### SUPPLIED RECORDS

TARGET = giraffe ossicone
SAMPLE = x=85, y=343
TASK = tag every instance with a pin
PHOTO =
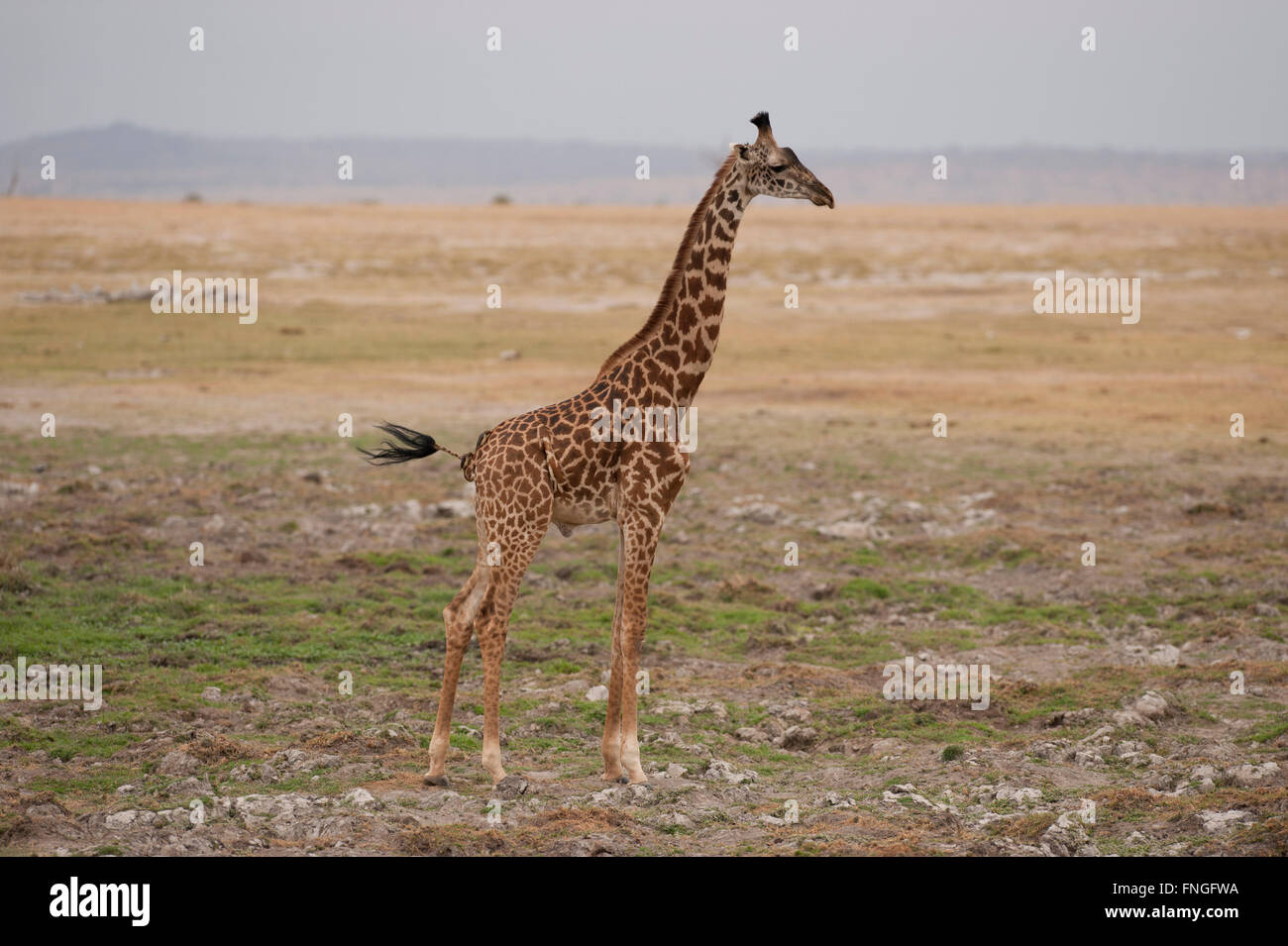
x=549, y=468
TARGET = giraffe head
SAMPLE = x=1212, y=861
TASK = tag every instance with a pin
x=776, y=171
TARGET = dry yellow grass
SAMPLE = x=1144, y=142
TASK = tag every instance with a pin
x=903, y=312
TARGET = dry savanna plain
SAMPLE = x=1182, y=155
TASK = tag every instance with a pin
x=1136, y=706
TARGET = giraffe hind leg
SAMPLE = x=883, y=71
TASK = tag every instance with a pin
x=459, y=617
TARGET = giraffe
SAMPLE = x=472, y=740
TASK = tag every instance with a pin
x=555, y=467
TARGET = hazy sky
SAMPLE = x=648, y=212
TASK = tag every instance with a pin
x=1167, y=73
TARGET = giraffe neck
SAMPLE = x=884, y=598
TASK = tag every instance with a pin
x=669, y=357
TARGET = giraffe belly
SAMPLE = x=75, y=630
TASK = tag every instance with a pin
x=585, y=511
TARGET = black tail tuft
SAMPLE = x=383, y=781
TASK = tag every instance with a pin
x=413, y=446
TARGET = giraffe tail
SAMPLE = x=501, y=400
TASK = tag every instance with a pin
x=412, y=446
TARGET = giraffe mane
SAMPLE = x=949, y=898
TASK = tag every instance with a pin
x=671, y=288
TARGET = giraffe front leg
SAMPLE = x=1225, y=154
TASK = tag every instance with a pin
x=639, y=543
x=612, y=742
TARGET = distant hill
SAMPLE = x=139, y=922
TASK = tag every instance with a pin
x=129, y=161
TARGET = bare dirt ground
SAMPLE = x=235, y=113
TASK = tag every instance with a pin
x=1116, y=719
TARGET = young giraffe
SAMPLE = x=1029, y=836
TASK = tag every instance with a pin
x=550, y=467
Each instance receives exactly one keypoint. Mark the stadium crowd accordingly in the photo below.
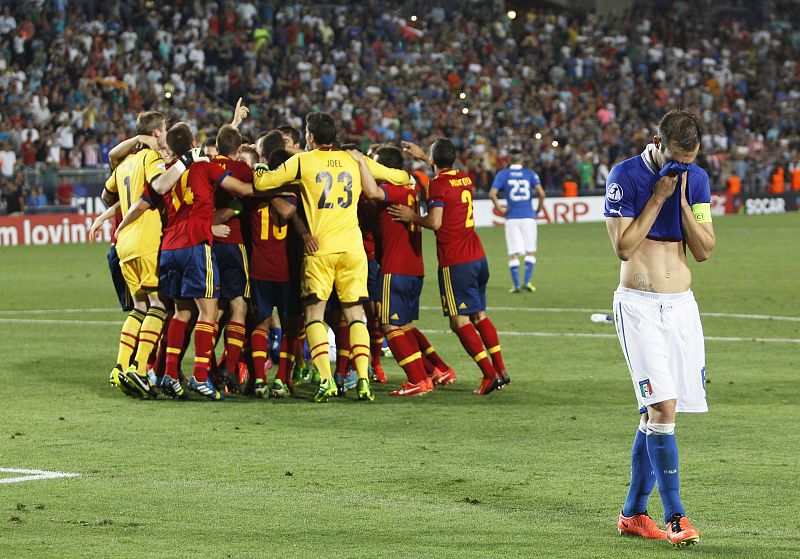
(70, 72)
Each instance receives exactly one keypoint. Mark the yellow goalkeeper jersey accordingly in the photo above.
(130, 180)
(331, 187)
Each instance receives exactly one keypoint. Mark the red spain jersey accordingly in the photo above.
(243, 172)
(368, 222)
(456, 239)
(401, 243)
(190, 206)
(268, 260)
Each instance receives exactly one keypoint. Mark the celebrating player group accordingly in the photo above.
(264, 244)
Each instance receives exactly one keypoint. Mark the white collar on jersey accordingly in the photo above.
(647, 157)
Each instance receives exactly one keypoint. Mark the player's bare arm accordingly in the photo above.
(239, 113)
(433, 220)
(496, 202)
(101, 219)
(164, 182)
(235, 186)
(285, 209)
(120, 151)
(699, 237)
(222, 215)
(368, 184)
(628, 233)
(221, 230)
(413, 150)
(136, 210)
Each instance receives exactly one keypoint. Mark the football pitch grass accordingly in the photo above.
(539, 469)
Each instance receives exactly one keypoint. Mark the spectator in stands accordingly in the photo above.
(36, 198)
(8, 161)
(13, 200)
(64, 192)
(576, 78)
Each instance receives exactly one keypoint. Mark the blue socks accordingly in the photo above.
(530, 262)
(663, 452)
(513, 265)
(642, 476)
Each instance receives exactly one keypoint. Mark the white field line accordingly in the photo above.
(510, 334)
(31, 475)
(608, 311)
(493, 309)
(613, 336)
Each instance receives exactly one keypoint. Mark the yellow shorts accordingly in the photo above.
(141, 273)
(346, 270)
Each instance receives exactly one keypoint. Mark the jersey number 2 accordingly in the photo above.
(466, 197)
(345, 179)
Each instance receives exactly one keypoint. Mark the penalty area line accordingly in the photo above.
(613, 336)
(608, 311)
(32, 475)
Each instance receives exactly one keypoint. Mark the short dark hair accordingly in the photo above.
(277, 158)
(148, 122)
(291, 131)
(229, 140)
(443, 152)
(391, 156)
(680, 128)
(180, 138)
(322, 127)
(251, 154)
(271, 141)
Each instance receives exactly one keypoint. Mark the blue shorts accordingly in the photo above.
(463, 287)
(400, 301)
(189, 273)
(233, 266)
(120, 286)
(374, 288)
(268, 295)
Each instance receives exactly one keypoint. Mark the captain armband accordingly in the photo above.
(702, 212)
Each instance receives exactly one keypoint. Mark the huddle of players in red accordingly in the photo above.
(253, 261)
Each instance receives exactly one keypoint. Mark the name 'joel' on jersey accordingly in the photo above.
(630, 185)
(331, 187)
(518, 184)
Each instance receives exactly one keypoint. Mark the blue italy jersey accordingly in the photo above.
(630, 185)
(518, 185)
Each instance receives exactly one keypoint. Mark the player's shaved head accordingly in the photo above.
(180, 138)
(680, 128)
(249, 155)
(390, 156)
(322, 127)
(292, 133)
(277, 158)
(271, 141)
(229, 140)
(443, 153)
(150, 121)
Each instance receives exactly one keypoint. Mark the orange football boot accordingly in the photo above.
(681, 532)
(640, 525)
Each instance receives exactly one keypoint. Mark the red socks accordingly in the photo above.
(286, 362)
(407, 355)
(175, 336)
(492, 342)
(259, 345)
(234, 340)
(432, 358)
(471, 341)
(203, 344)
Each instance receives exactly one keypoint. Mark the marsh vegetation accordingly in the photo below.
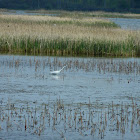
(92, 98)
(62, 35)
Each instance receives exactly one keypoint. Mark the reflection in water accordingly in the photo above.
(91, 120)
(58, 77)
(100, 98)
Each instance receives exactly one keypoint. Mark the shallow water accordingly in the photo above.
(91, 98)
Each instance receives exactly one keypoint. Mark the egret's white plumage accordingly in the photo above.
(56, 72)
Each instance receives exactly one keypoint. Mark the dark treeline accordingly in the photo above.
(78, 5)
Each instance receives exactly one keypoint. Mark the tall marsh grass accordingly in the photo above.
(66, 36)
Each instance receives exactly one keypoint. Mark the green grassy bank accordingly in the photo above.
(66, 36)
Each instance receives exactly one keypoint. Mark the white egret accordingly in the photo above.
(56, 72)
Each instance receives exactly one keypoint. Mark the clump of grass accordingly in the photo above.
(66, 36)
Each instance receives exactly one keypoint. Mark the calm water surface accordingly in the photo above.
(93, 98)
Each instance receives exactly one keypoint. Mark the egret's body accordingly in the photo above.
(56, 72)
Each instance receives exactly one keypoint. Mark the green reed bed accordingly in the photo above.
(67, 46)
(66, 36)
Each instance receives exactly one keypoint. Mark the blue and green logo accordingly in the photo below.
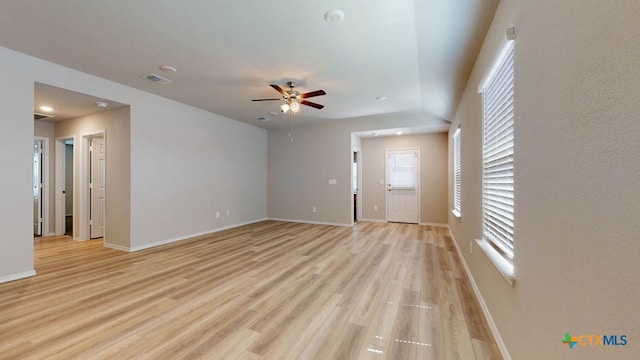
(594, 340)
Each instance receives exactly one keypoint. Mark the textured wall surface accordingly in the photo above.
(576, 171)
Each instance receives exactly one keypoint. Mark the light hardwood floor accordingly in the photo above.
(271, 290)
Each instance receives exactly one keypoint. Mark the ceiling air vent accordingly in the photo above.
(156, 78)
(38, 116)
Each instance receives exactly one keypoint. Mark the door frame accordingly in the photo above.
(45, 179)
(60, 165)
(84, 184)
(81, 177)
(358, 155)
(386, 177)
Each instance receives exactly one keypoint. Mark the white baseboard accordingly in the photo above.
(17, 276)
(116, 247)
(492, 325)
(310, 222)
(435, 224)
(183, 237)
(373, 220)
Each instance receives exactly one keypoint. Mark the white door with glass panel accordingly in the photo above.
(97, 186)
(402, 185)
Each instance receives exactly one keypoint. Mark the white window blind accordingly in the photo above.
(403, 174)
(497, 154)
(457, 183)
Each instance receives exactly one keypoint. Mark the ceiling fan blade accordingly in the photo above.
(309, 103)
(278, 89)
(313, 93)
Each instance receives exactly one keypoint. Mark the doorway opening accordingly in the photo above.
(356, 173)
(40, 186)
(65, 186)
(97, 181)
(403, 190)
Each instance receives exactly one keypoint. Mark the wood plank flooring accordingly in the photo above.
(271, 290)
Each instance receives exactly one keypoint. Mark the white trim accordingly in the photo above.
(180, 238)
(46, 186)
(434, 224)
(19, 276)
(116, 247)
(504, 267)
(373, 220)
(310, 222)
(504, 47)
(492, 325)
(418, 190)
(60, 213)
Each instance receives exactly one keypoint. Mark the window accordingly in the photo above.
(457, 183)
(497, 160)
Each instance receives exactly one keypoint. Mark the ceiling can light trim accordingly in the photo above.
(334, 16)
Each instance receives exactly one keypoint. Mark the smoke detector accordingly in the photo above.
(334, 16)
(156, 78)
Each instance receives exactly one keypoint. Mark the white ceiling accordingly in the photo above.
(418, 54)
(68, 104)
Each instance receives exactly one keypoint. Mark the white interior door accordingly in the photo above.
(403, 185)
(97, 186)
(37, 187)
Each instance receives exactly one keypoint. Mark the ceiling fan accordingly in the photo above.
(292, 98)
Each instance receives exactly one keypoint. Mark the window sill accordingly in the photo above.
(503, 266)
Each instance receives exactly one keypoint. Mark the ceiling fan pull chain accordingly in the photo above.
(290, 127)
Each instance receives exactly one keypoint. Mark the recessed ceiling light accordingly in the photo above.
(334, 16)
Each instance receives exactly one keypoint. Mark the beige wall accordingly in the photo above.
(433, 175)
(299, 171)
(576, 178)
(116, 127)
(185, 164)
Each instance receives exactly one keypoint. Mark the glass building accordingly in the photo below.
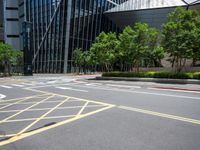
(60, 26)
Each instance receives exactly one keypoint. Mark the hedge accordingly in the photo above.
(168, 75)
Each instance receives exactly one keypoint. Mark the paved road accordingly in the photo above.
(57, 112)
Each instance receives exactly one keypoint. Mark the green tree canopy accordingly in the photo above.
(181, 36)
(103, 50)
(9, 57)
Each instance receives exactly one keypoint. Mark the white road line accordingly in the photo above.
(27, 83)
(68, 88)
(128, 86)
(93, 84)
(2, 96)
(17, 85)
(5, 86)
(174, 90)
(138, 92)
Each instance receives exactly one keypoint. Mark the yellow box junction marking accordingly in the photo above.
(163, 115)
(44, 98)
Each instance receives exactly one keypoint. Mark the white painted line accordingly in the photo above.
(128, 86)
(51, 82)
(17, 85)
(93, 84)
(2, 96)
(174, 90)
(5, 86)
(138, 92)
(68, 88)
(27, 83)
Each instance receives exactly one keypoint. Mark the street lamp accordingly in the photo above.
(27, 46)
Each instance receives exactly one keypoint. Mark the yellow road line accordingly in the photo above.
(59, 108)
(24, 135)
(163, 115)
(29, 126)
(35, 102)
(84, 106)
(46, 118)
(26, 109)
(22, 99)
(16, 99)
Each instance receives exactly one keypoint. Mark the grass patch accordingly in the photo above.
(168, 75)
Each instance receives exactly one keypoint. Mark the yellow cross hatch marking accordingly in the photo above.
(12, 137)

######

SET PROBLEM :: Everything from the line containing "Each instance receives exactly one keypoint. Mark the paved" through the final line of the listing, inclusive, must be reproduced exactly; leave out the rest.

ANSWER TO THE TASK ::
Each instance receives exactly one keypoint. Mark the paved road accordingly in the photo above.
(57, 112)
Each instance receives exactly one keypoint. Mark the green tree canopy accordingly in the photo above.
(181, 36)
(103, 50)
(9, 57)
Each instance receives exactly one keypoint. Mark the white road line accordingly in the photo above.
(27, 83)
(68, 88)
(128, 86)
(93, 84)
(2, 96)
(17, 85)
(5, 86)
(174, 90)
(138, 92)
Each instance receives exactly one keypoint. Mark the yellow box junction marking accordingly in the photo above.
(163, 115)
(44, 98)
Each instance receives exactly one keypoint. Mark the white painted line accordingly in the photo above.
(128, 86)
(51, 82)
(17, 85)
(93, 84)
(2, 96)
(174, 90)
(5, 86)
(138, 92)
(68, 88)
(27, 83)
Each instance receives exactly one keypoint. Mark the street lamp accordingly in the photo above.
(27, 46)
Each instance receives exactly one keypoint. Mark the yellow road line accordingly in the photo above.
(59, 108)
(24, 135)
(163, 115)
(29, 126)
(35, 102)
(84, 106)
(46, 118)
(26, 109)
(22, 99)
(16, 99)
Each instance receives exactly one keypoint. Mark the grass patch accordingly in the photo above.
(168, 75)
Each instance receives exactly one keypoint. Mark the yellow cross hatch marking accordingly in the photo above.
(12, 137)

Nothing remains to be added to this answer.